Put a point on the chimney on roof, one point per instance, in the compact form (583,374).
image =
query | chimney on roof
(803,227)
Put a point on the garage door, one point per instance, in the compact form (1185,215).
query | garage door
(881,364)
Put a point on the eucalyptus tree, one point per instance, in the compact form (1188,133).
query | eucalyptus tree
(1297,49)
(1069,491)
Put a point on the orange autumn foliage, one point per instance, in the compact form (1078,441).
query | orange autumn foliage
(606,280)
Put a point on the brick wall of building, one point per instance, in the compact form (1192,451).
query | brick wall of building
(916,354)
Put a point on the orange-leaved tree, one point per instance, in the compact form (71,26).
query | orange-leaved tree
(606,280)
━━━━━━━━
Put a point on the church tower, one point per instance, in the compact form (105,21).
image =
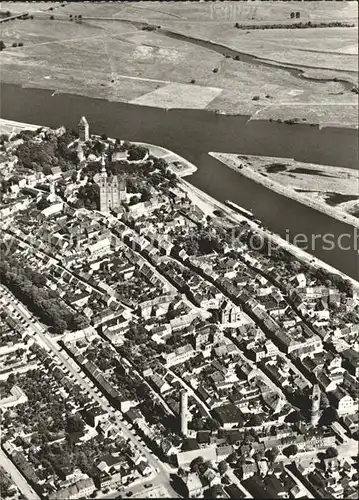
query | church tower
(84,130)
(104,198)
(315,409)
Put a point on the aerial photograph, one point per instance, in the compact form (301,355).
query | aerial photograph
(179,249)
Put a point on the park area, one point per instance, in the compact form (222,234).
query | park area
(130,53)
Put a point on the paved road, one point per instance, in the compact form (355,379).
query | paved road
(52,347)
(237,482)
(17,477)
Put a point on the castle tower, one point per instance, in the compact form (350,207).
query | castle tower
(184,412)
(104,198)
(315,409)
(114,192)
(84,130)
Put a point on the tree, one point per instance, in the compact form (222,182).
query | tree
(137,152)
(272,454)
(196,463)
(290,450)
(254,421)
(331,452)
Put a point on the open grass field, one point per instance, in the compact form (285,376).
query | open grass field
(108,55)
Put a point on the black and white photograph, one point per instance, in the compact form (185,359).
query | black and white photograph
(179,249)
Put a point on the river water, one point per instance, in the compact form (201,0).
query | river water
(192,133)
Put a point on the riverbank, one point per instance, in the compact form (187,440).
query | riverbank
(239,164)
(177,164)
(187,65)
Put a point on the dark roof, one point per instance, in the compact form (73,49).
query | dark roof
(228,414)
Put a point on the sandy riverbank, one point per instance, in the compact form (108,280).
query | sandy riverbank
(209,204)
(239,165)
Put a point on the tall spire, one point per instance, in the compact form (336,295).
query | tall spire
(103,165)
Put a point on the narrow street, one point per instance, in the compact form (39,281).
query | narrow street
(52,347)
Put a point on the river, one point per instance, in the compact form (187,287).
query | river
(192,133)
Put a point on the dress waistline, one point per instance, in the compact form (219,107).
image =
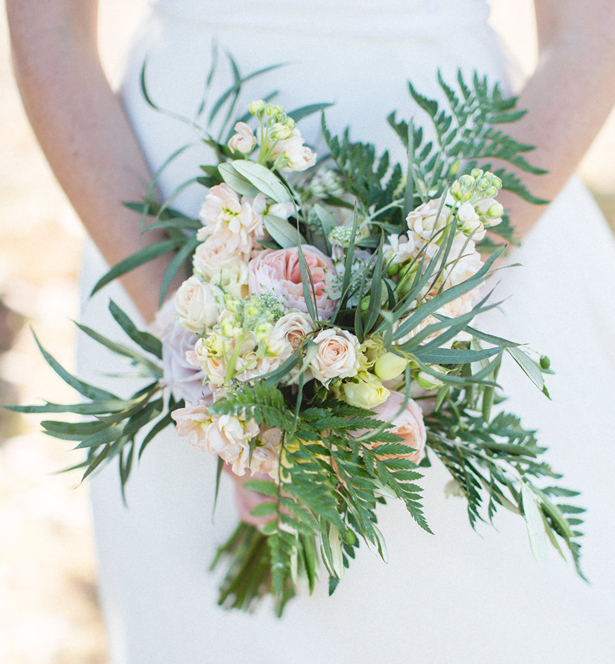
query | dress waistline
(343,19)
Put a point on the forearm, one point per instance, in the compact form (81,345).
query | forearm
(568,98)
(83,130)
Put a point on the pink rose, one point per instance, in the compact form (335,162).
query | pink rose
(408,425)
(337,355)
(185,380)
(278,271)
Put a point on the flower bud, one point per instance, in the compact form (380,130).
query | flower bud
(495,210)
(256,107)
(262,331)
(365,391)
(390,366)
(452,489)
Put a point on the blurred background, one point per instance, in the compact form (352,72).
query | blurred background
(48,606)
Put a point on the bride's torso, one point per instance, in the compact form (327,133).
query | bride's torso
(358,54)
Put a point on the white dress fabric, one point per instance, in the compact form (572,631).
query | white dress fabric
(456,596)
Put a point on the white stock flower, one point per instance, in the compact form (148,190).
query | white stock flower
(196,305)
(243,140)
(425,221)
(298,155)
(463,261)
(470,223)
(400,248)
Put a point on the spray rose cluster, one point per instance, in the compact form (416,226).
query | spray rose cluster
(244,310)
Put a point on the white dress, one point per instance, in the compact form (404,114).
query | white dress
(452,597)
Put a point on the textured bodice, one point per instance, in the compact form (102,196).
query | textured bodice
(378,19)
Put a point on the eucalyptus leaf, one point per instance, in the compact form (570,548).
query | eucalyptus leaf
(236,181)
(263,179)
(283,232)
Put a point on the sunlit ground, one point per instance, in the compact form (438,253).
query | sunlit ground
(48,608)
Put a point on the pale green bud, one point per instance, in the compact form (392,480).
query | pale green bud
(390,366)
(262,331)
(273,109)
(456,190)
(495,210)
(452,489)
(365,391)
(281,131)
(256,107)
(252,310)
━━━━━━━━
For the listing above, print only the lines starting at the line containing "query | aerial photograph" and ending at the line containing "Put a point on the dark", exactly, both included.

Output:
query | aerial photograph
(179,249)
Put a point on the park area, one point per instance, in the compact form (222,234).
query | park area
(130,53)
Put a point on the paved road, one point per instance, in the compact form (355,379).
query | paved road
(52,347)
(237,482)
(17,477)
Put a point on the castle tower, one point per instance, in the compact form (350,207).
query | castle tower
(184,412)
(104,198)
(315,409)
(114,192)
(84,130)
Put a point on the tree, one point per instance, in the compact form (222,182).
query | tree
(137,152)
(272,454)
(196,463)
(290,450)
(254,421)
(331,452)
Put a point on the open grass field, one point per instance, in the compact form (285,376).
query | open grass field
(108,55)
Put a point on the black and white photograph, one point per instance, in the compact form (185,359).
query | black and white photograph
(179,249)
Put a point on the river water, one point per instance, in the compact form (201,0).
query | river water
(192,133)
Put a point on the riverbank, one point per instance, in the compact form (187,440).
query | riverbank
(239,164)
(177,164)
(187,65)
Put a point on the dark roof, one point per instance, in the compact form (73,49).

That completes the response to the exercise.